/---
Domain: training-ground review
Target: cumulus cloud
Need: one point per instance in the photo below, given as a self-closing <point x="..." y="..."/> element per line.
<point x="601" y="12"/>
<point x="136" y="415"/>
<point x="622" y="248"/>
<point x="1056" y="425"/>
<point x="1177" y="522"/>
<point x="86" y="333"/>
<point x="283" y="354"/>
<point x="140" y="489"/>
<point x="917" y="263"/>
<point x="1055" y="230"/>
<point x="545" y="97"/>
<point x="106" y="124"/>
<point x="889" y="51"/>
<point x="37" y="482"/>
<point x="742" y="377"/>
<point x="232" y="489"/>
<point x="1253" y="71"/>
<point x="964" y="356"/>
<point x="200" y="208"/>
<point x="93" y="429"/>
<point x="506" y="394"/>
\---
/---
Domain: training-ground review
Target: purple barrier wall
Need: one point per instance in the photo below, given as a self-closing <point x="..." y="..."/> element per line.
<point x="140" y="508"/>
\---
/---
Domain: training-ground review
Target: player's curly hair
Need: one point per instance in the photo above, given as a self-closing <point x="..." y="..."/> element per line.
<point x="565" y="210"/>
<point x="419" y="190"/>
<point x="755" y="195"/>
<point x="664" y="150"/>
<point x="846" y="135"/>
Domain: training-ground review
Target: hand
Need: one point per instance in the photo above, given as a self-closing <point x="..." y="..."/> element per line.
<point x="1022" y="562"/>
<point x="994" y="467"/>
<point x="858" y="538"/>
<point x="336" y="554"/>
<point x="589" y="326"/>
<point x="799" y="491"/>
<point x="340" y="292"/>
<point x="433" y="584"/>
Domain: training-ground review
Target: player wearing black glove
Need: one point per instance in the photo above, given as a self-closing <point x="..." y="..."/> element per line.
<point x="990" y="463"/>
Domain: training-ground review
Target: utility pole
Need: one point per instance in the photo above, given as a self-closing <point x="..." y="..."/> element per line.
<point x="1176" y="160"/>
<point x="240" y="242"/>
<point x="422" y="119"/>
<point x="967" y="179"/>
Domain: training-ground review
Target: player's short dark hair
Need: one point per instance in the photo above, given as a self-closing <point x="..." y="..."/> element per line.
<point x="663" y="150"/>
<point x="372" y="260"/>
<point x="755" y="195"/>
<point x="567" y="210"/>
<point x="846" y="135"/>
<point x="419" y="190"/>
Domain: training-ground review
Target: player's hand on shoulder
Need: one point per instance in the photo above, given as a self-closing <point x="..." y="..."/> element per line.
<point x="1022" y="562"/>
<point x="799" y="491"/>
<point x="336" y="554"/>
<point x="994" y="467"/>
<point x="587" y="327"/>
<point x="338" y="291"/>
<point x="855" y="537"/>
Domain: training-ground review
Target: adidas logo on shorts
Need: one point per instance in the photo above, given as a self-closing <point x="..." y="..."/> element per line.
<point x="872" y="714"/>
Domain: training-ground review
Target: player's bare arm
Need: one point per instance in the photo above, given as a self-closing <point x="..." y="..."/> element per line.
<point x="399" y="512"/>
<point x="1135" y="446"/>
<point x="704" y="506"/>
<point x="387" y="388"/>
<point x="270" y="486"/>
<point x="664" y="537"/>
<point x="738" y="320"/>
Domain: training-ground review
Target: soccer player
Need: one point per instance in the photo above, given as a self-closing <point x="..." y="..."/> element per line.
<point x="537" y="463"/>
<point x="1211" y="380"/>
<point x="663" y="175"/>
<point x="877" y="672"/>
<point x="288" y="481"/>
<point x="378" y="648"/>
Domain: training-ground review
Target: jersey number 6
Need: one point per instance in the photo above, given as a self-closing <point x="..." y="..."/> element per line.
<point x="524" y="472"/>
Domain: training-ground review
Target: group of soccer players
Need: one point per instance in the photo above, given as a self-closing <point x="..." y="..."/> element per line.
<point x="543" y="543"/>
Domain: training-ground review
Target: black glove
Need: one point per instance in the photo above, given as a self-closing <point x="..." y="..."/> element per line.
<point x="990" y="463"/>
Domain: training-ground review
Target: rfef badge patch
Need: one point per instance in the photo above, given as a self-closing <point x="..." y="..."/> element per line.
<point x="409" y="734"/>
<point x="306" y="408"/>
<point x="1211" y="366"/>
\---
WORK TO COMPLETE: Extract from the data every line where "hand" shows up.

EXERCISE ANSWER:
Target: hand
Target: player's hand on shoulder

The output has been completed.